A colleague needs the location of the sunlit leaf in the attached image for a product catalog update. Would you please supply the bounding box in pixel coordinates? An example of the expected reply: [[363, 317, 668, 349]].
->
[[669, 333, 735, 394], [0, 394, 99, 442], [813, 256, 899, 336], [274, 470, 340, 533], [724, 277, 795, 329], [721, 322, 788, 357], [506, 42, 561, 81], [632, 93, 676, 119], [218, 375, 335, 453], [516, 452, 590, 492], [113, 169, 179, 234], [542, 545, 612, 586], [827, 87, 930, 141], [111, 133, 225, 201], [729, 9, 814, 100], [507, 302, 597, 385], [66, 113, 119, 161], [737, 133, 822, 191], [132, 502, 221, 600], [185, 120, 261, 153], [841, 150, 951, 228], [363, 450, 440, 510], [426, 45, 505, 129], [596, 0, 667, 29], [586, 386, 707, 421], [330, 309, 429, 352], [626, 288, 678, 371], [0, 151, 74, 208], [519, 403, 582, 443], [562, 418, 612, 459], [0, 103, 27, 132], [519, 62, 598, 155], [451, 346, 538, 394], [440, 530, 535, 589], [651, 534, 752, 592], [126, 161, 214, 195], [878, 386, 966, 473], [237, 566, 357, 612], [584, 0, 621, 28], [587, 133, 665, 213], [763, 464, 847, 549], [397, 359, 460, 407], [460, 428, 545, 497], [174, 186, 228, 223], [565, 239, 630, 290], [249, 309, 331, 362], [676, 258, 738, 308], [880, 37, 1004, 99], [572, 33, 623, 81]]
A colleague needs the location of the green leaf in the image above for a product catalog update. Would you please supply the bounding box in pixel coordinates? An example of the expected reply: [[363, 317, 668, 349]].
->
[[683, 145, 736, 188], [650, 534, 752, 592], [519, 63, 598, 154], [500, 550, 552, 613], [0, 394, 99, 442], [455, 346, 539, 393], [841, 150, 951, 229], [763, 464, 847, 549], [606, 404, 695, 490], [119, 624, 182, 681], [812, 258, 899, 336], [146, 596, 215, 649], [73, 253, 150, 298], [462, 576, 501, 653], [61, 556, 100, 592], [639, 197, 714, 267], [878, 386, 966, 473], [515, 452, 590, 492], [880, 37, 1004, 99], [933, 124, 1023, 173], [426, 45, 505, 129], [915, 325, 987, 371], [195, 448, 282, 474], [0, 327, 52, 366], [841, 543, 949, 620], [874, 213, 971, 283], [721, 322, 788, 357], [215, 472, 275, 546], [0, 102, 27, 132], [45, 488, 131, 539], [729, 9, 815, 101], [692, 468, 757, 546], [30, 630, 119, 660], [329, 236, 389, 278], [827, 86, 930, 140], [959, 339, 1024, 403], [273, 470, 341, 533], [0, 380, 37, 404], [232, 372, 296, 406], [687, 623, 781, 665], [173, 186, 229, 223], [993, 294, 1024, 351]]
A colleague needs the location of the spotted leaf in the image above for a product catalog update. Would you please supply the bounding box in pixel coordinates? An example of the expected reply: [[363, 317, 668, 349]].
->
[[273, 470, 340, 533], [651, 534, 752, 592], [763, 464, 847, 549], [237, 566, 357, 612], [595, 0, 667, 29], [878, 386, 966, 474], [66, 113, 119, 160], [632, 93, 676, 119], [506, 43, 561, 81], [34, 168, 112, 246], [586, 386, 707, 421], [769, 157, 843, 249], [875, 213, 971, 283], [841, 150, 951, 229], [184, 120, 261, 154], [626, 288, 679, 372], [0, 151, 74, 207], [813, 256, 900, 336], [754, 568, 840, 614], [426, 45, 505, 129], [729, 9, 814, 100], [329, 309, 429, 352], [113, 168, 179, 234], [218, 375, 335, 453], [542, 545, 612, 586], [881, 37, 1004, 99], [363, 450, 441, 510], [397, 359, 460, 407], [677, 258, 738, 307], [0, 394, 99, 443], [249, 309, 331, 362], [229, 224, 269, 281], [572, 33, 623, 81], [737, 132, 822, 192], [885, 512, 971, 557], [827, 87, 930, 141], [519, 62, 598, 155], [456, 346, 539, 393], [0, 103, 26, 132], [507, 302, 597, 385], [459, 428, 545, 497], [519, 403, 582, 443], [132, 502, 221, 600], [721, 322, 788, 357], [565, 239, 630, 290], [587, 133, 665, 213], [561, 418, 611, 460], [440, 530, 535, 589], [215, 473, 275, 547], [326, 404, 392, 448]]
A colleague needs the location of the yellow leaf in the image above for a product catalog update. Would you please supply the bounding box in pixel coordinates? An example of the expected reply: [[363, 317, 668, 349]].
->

##########

** What the task asks **
Say how many lines in this material hold "product", and say nothing else.

** Answer for this exercise **
4